Show every line of the rows below that contains the word "brick".

**RECORD EXTRACTS:**
** start **

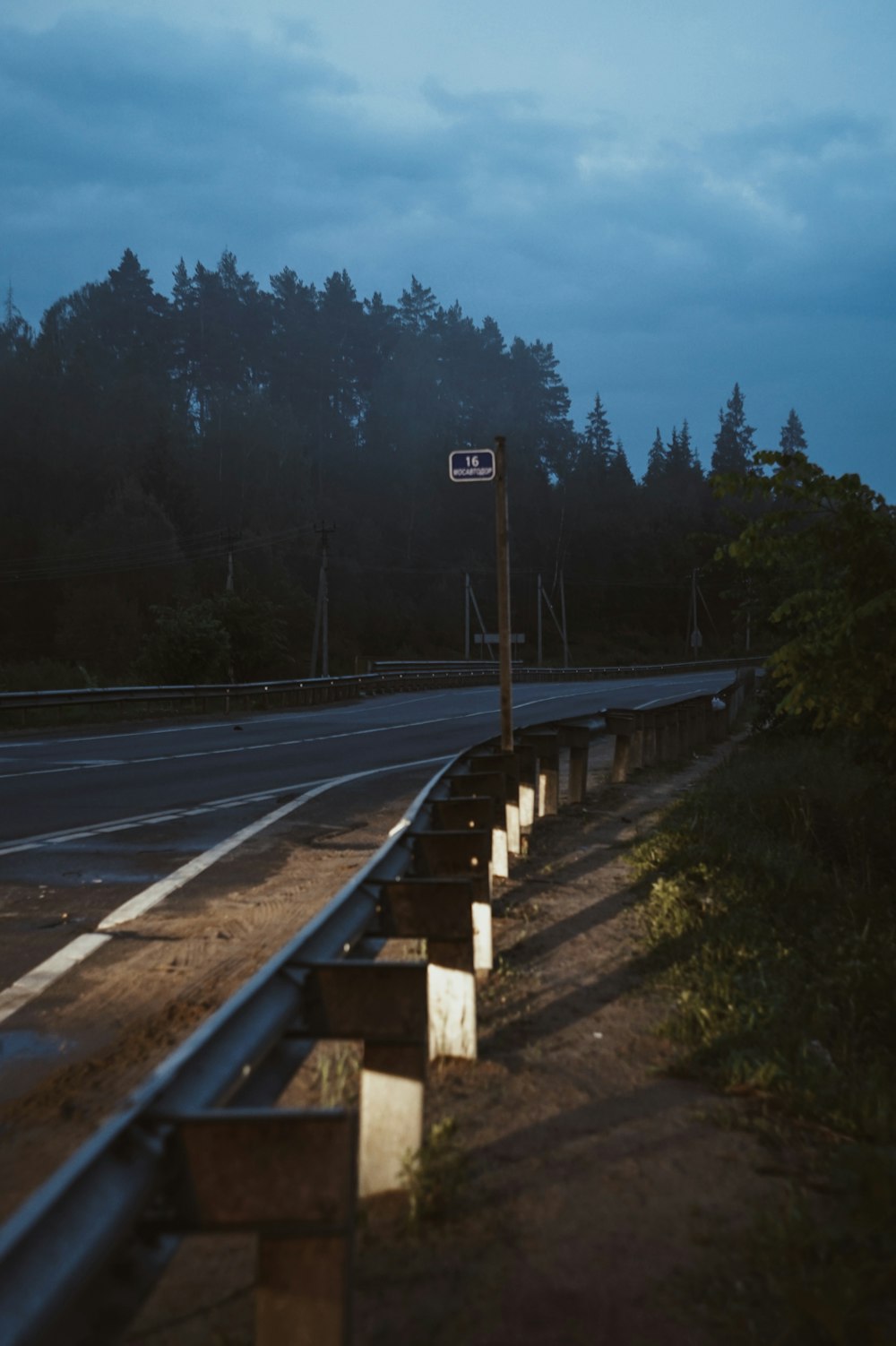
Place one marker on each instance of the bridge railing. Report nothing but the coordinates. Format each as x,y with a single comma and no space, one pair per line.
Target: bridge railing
225,697
202,1145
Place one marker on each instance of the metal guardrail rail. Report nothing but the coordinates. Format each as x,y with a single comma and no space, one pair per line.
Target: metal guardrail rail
322,691
201,1145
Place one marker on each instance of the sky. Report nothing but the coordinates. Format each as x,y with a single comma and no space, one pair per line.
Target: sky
677,195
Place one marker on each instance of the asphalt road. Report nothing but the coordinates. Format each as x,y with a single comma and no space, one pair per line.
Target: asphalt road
90,820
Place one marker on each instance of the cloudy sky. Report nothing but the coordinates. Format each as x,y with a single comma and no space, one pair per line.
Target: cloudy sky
678,194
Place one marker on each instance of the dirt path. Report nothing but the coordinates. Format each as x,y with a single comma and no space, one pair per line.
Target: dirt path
596,1185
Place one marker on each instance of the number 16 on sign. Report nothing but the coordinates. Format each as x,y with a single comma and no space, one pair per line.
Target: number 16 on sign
471,464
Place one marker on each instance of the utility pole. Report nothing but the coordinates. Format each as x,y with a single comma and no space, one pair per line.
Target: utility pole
696,638
322,613
467,616
538,622
502,533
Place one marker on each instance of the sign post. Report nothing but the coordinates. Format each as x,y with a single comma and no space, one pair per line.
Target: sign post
485,464
504,594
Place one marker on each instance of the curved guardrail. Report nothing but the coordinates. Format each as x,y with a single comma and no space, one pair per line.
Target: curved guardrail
201,1145
203,696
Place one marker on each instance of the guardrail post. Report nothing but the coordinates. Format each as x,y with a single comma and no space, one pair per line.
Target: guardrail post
444,913
547,747
636,743
620,723
579,739
440,854
478,812
383,1005
291,1177
649,754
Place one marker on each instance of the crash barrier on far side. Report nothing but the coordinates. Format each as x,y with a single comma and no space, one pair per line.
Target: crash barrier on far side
201,1147
227,697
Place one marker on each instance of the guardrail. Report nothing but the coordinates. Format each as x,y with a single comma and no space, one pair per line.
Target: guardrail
300,692
201,1145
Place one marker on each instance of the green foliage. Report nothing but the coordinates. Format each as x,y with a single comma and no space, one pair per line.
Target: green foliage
817,1276
825,548
772,919
188,645
435,1177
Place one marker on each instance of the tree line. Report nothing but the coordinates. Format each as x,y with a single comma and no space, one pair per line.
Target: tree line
169,464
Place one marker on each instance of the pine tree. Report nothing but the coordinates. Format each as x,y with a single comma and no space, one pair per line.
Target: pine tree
598,434
735,437
418,307
791,434
657,461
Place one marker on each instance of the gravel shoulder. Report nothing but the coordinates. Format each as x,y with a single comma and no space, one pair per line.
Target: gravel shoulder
598,1189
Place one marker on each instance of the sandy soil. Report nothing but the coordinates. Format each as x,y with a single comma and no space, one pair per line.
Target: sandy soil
596,1185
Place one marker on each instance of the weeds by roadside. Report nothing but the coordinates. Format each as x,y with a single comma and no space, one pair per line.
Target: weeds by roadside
436,1175
771,919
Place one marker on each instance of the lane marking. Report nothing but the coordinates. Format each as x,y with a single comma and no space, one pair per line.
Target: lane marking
46,973
254,747
194,727
43,976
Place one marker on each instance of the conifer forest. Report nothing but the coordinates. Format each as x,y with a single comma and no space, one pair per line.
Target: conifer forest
172,466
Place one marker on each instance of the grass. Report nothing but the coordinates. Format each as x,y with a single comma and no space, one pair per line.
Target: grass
771,919
435,1177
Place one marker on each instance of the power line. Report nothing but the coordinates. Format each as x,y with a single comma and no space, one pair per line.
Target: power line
150,555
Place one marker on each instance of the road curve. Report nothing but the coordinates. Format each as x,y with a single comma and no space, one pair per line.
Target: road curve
96,823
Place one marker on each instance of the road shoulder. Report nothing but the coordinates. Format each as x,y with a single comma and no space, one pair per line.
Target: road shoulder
598,1186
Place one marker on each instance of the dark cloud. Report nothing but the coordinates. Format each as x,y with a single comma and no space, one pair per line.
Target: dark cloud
660,271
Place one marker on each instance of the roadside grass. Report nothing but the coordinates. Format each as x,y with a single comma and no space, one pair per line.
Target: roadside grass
771,919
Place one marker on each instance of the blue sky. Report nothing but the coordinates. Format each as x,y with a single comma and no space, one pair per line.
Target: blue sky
677,195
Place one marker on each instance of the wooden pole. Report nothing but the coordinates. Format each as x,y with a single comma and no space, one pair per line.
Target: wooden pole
504,594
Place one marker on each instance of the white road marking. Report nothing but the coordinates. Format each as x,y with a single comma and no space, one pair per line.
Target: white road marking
254,747
35,983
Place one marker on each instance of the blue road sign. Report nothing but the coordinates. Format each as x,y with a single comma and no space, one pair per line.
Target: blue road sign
471,464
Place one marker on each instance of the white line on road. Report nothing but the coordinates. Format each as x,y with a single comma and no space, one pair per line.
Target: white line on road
46,973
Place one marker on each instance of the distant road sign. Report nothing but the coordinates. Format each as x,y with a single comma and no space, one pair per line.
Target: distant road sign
491,638
471,464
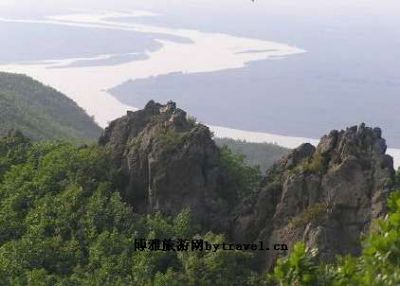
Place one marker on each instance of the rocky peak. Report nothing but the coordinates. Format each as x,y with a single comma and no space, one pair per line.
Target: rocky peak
326,196
170,161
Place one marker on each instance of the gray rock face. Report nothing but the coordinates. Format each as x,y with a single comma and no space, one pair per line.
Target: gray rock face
170,161
326,196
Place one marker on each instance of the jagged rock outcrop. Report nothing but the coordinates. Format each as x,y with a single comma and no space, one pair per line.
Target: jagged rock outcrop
326,196
170,162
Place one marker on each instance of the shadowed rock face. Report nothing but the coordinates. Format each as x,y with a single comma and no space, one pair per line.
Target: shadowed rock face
171,163
326,196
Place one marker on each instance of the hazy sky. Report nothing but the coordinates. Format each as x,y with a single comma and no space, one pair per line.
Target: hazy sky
301,7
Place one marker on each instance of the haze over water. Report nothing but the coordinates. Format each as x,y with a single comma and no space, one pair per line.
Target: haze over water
294,69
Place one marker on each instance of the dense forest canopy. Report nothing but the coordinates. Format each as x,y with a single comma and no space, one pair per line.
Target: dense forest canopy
63,222
41,112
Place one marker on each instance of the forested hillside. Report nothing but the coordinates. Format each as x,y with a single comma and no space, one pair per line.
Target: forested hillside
41,112
63,221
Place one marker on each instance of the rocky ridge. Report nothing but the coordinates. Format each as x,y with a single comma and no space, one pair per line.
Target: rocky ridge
326,196
171,163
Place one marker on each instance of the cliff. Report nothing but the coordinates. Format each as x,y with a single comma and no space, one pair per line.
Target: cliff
326,196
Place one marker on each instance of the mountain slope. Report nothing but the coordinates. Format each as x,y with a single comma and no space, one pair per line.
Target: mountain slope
263,155
41,112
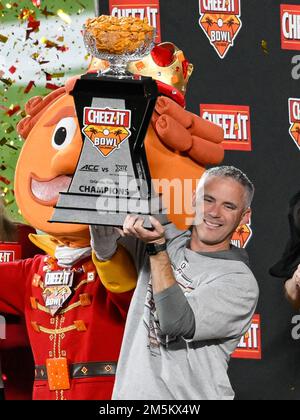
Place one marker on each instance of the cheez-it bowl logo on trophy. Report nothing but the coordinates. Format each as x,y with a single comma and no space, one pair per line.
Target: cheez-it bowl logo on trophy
106,128
114,110
220,20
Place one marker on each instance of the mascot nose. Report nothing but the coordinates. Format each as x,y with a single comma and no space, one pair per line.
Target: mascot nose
64,162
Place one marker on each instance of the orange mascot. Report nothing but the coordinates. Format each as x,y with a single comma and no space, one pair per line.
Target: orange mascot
76,339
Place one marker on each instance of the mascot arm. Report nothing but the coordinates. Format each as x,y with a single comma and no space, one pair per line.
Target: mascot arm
185,132
119,277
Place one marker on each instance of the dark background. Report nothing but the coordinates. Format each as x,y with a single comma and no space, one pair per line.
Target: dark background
249,76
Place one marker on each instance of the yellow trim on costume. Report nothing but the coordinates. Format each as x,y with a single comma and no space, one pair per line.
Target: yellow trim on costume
118,274
46,243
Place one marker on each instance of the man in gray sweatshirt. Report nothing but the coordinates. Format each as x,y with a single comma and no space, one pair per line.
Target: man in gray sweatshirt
194,299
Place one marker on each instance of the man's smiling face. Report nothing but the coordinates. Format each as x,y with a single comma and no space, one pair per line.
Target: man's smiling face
223,210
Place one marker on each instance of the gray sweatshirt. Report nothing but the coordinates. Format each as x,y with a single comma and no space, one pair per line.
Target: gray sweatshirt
222,292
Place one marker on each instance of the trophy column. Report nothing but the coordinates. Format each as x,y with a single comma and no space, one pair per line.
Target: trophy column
112,177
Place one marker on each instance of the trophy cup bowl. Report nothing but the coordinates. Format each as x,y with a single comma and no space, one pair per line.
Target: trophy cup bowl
118,62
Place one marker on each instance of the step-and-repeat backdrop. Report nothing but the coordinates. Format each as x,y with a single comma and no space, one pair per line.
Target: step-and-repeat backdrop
246,55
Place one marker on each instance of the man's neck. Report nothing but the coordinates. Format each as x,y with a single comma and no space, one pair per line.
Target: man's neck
197,245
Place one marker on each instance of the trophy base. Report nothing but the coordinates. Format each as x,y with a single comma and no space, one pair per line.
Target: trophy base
107,211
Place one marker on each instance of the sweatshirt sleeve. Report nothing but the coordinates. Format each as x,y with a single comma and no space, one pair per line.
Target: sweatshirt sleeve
224,308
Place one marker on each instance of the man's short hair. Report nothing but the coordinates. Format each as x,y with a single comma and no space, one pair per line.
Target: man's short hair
237,175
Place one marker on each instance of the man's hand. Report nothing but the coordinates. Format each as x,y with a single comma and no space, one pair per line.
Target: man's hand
133,226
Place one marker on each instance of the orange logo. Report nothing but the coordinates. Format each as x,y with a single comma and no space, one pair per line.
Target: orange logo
242,236
250,345
294,114
235,121
139,9
106,128
220,20
290,27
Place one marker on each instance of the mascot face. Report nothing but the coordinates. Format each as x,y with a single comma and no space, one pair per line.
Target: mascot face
45,168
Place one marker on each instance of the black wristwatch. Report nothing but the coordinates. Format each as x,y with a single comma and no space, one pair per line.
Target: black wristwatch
154,249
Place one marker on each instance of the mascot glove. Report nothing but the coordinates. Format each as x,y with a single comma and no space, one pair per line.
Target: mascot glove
104,241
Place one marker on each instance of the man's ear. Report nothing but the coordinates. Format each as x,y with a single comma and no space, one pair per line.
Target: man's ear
246,217
194,199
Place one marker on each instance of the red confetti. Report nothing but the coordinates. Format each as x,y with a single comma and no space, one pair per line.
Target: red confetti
51,86
51,44
12,69
29,86
13,110
4,180
32,26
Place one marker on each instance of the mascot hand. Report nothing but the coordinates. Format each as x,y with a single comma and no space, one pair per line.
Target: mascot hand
104,241
187,133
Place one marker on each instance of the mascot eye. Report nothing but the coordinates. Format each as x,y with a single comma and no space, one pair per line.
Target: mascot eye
63,133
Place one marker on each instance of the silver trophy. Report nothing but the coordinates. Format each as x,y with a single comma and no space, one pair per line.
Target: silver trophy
112,178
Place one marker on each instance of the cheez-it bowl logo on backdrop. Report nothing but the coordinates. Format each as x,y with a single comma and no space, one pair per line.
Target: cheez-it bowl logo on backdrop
235,121
220,20
106,128
140,9
10,252
294,115
290,26
250,345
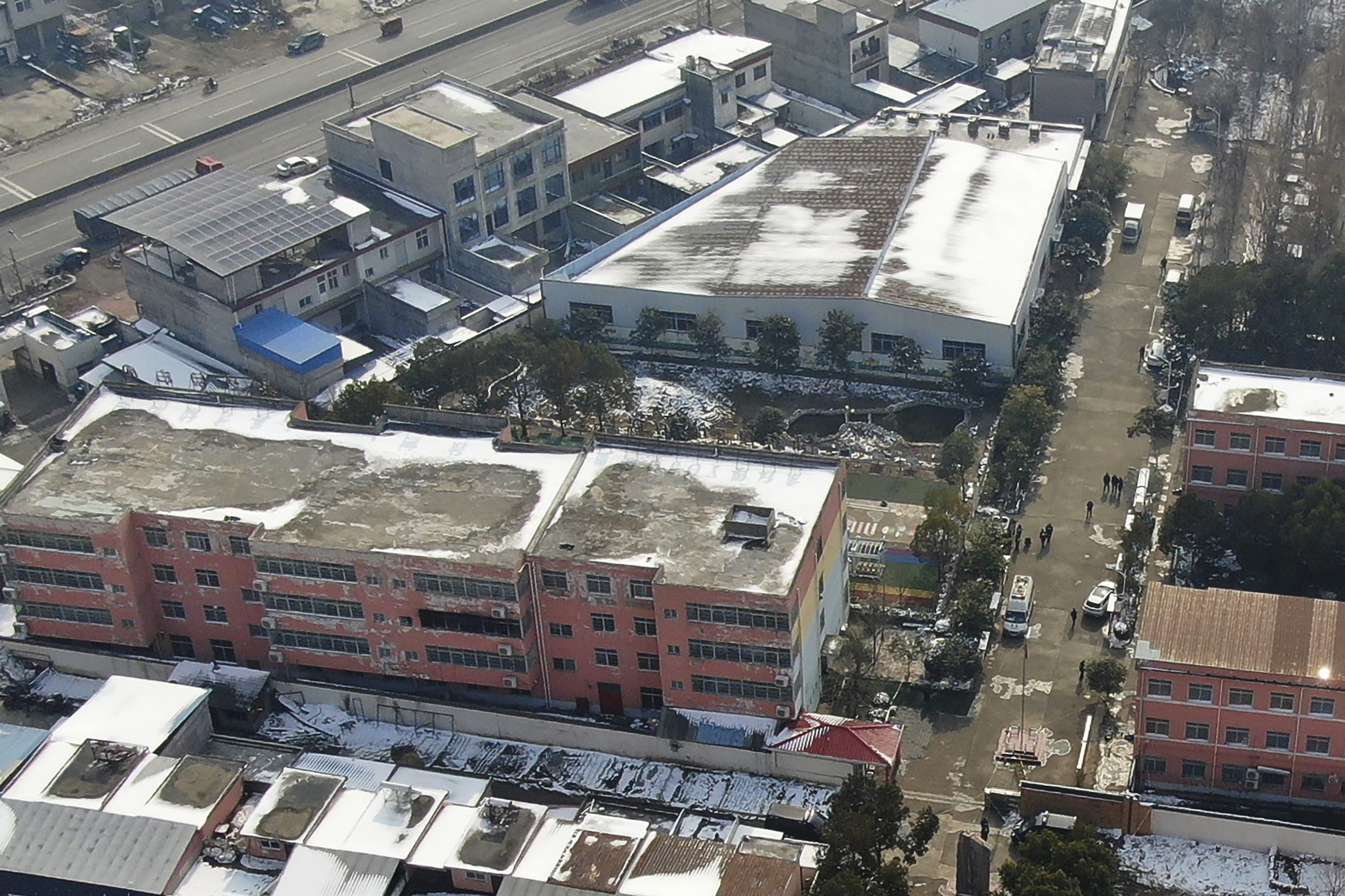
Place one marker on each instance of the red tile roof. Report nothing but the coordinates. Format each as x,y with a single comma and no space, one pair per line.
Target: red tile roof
853,739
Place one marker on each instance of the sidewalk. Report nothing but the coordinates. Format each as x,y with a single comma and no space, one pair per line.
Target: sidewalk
1109,388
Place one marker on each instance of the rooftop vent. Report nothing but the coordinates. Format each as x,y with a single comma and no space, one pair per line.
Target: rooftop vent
752,526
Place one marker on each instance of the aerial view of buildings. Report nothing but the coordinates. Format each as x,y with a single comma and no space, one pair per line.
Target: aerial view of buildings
719,447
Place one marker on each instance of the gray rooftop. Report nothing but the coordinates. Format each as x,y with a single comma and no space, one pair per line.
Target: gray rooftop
981,15
229,220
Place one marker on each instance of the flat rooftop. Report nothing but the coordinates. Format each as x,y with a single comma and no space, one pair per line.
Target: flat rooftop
658,72
1243,630
1270,392
447,112
915,221
407,492
584,135
668,512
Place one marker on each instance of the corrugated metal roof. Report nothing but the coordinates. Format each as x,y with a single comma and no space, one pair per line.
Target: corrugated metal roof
320,872
1243,630
89,847
359,774
17,744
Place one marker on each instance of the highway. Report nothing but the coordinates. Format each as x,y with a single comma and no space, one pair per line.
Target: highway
495,58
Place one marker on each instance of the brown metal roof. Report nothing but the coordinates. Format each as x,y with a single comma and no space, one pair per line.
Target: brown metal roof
748,875
595,861
1243,630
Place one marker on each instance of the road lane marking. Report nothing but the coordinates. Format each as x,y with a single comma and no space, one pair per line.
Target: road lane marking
159,132
358,57
10,186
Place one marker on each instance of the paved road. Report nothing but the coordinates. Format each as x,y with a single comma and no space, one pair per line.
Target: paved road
1091,440
494,58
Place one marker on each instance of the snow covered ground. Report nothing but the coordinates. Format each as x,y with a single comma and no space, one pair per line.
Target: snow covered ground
571,772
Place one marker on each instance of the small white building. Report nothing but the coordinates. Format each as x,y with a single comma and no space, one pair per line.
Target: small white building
940,240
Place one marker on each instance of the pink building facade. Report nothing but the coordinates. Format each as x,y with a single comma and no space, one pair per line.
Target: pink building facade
1262,428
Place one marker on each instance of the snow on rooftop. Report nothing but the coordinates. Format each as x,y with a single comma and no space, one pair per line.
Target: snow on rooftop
131,711
1267,392
971,233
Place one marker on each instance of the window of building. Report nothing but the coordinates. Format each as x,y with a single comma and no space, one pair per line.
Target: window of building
526,201
522,164
953,350
555,187
464,190
222,652
553,151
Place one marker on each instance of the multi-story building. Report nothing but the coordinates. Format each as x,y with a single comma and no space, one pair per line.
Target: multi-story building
1262,428
1240,693
681,93
264,275
830,47
1079,61
494,166
613,579
982,32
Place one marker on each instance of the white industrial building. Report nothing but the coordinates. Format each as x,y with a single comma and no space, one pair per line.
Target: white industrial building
928,236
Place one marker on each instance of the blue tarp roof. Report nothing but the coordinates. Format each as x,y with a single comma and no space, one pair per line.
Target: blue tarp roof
288,341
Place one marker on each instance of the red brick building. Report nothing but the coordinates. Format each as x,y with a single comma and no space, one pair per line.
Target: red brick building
613,579
1242,693
1262,428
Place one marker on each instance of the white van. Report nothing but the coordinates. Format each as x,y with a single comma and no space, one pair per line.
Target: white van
1185,210
1019,611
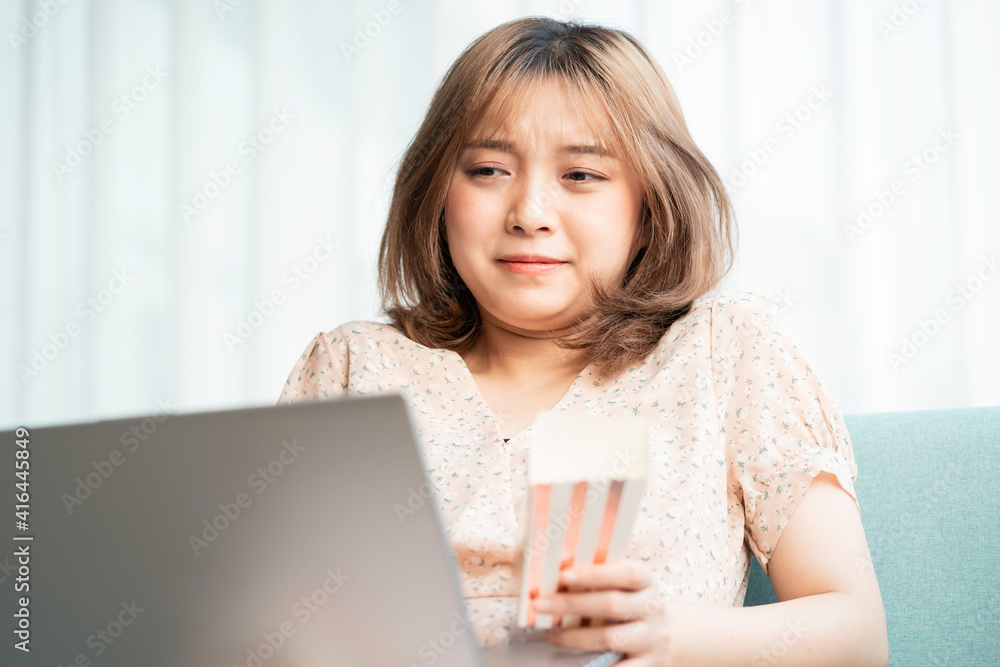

** end **

**CORRECT OUTPUT:**
Place one marker on each instance of the red brick building. Report nothing but the coordinates. Format each as x,y with a single comma and no space, one pair per line.
Target: red brick building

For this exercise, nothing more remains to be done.